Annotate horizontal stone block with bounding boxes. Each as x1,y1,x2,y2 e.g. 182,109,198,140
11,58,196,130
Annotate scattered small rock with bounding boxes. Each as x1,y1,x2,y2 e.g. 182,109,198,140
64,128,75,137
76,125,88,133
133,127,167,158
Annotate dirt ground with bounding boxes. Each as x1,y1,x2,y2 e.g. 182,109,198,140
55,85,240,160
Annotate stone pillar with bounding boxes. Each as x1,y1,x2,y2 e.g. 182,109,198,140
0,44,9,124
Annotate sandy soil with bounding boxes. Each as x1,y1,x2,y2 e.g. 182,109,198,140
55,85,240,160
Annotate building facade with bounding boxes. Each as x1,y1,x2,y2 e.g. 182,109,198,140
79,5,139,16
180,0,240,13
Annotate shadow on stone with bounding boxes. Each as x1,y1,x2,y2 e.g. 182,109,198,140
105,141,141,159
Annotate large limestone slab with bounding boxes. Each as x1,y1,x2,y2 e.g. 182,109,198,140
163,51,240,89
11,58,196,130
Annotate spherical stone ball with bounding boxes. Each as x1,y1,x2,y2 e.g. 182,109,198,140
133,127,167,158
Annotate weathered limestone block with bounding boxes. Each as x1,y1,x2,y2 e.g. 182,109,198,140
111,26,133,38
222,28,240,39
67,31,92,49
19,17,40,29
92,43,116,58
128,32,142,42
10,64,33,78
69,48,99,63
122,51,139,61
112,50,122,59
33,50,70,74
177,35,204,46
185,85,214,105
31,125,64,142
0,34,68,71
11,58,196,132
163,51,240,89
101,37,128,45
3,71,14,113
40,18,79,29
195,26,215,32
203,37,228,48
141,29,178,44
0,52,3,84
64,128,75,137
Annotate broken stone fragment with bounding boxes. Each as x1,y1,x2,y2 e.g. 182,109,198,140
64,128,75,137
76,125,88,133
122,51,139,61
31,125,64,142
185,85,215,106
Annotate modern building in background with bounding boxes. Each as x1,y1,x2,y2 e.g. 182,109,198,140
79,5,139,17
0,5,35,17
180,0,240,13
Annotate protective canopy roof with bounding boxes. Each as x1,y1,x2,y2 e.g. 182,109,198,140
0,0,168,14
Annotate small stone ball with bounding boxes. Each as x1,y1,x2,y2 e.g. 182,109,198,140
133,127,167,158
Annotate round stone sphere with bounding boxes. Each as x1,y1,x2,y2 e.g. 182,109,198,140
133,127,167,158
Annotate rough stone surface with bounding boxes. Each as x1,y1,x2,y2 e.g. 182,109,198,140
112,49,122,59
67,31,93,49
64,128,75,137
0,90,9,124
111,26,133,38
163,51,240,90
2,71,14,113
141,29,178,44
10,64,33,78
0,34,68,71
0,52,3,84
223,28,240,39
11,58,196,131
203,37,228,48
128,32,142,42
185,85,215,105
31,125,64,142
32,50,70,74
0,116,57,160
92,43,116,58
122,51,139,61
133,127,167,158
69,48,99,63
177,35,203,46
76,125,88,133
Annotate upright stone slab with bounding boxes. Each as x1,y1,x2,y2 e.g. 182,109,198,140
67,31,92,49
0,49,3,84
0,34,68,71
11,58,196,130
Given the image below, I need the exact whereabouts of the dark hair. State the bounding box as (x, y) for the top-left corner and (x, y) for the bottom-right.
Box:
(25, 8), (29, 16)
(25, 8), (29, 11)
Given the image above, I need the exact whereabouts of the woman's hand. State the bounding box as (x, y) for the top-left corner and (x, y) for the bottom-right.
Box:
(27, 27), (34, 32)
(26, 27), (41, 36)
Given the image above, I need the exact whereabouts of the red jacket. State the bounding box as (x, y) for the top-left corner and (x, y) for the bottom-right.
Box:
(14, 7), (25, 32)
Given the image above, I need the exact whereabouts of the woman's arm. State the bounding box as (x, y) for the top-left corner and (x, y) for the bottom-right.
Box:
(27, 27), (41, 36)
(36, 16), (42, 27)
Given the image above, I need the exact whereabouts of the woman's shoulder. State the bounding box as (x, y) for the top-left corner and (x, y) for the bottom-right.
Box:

> _Exercise_:
Your answer must be a single number: how many lines in this listing hold the string "woman"? Please add nothing else.

> _Finished task_:
3